### AIM OF THE EXERCISE
Repeat word for word everything in the passage on specialization from "Approach your own" down to "is not wasted.".

### DOCUMENT TEXT
Early in the book, I discussed athletes and musicians, because they are practically synonymous with early specialization. But among athletes who go on to become elite, broad early experience and delayed specialization is the norm. Musicians arrive at greatness via an incredible diversity of paths, but early hyperspecialization is often not necessary for skill development and in the more improvisational forms it is rare- although, as in sports, many adults have an enormous financial interest in making it seem essential. Sviatoslav Richter was one of the greatest pianists of the
twentieth century; he started formal lessons at twenty-two. Steve Nash is a relatively normal-sized Canadian who did not get a basketball until he was thirteen years old; he won the NBA MVP award, twice. As I write this, I am
listening to a professional violinist who started when she was eighteen. Of course, she was told to stop before she started because she was too old. She now makes a point of teaching beginner adults. The tidy specialization
narrative cannot easily fit even these relatively kind domains that have most successfully marketed it.
So, about that one sentence of advice: Don’t feel behind. Two Roman historians recorded that when Julius Caesar was a young man he saw a statue of Alexander the Great in Spain and broke down in tears. “Alexander at my age had conquered so many nations, and I have all this time done nothing that is memorable,” he supposedly said. Pretty soon, that concern was a distant memory and Caesar was in charge of the Roman Republic— which he turned into a dictatorship before he was murdered by his own pals. It’s fair to say that like most youth athletes with highlight reels, he peaked early. Compare yourself to yourself yesterday, not to younger people who aren’t you. Everyone progresses at a different rate, so don’t let anyone else make you feel behind. You probably don’t even know where exactly
you’re going, so feeling behind doesn’t help. Instead, as Herminia Ibarra suggested for the proactive pursuit of match quality, start planning experiments. Your personal version of Friday night or Saturday morning experiments, perhaps.
Approach your own personal voyage and projects like Michelangelo approached a block of marble, willing to learn and adjust as you go, and even to abandon a previous goal and change directions entirely should the need arise. Research on creators in domains from technological innovation to comic books shows that a diverse group of specialists cannot fully replace the contributions of broad individuals. Even when you move on from an area of work or an entire domain, that experience is not wasted.
Finally, remember that there is nothing inherently wrong with specialization. We all specialize to one degree or another, at some point or other. My initial spark of interest in this topic came from reading viral articles and watching conference keynotes that offered early hyperspecialization as some sort of life hack, a prescription that will save
you the wasted time of diverse experience and experimentation. I hope I have added ideas to that discussion, because research in myriad areas suggests that mental meandering and personal experimentation are sources of power, and head starts are overrated. As Supreme Court justice Oliver Wendell Holmes wrote a century ago, of the free exchange of ideas, “It is an experiment, as all life is an experiment.”

### DATA SHOWN
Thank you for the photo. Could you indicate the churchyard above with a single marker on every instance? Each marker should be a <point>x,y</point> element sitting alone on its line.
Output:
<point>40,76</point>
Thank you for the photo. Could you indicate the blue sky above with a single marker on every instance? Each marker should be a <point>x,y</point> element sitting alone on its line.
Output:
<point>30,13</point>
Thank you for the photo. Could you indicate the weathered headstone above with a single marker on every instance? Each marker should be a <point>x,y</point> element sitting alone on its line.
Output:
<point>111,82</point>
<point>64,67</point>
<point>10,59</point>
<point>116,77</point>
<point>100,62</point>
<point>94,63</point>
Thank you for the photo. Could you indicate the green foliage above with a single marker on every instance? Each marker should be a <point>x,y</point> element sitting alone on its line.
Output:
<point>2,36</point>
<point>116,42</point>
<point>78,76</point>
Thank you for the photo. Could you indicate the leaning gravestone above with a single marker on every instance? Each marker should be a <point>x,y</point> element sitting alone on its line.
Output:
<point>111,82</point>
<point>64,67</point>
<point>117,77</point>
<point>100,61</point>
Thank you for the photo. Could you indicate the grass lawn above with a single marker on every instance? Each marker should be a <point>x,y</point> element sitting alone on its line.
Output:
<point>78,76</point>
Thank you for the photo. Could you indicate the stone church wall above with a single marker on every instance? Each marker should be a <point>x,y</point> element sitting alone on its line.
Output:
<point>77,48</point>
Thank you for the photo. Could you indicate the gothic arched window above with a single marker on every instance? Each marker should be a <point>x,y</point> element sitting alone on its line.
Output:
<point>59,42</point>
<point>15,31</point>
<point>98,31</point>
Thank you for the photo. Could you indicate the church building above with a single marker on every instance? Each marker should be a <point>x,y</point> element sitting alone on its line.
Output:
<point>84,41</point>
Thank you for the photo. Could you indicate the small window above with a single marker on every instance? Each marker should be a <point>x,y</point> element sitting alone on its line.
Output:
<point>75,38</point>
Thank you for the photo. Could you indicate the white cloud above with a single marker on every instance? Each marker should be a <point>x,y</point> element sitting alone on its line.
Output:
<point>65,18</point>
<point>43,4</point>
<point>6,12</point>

### TASK OUTPUT
Approach your own personal voyage and projects like Michelangelo approached a block of marble, willing to learn and adjust as you go, and even to abandon a previous goal and change directions entirely should the need arise. Research on creators in domains from technological innovation to comic books shows that a diverse group of specialists cannot fully replace the contributions of broad individuals. Even when you move on from an area of work or an entire domain, that experience is not wasted.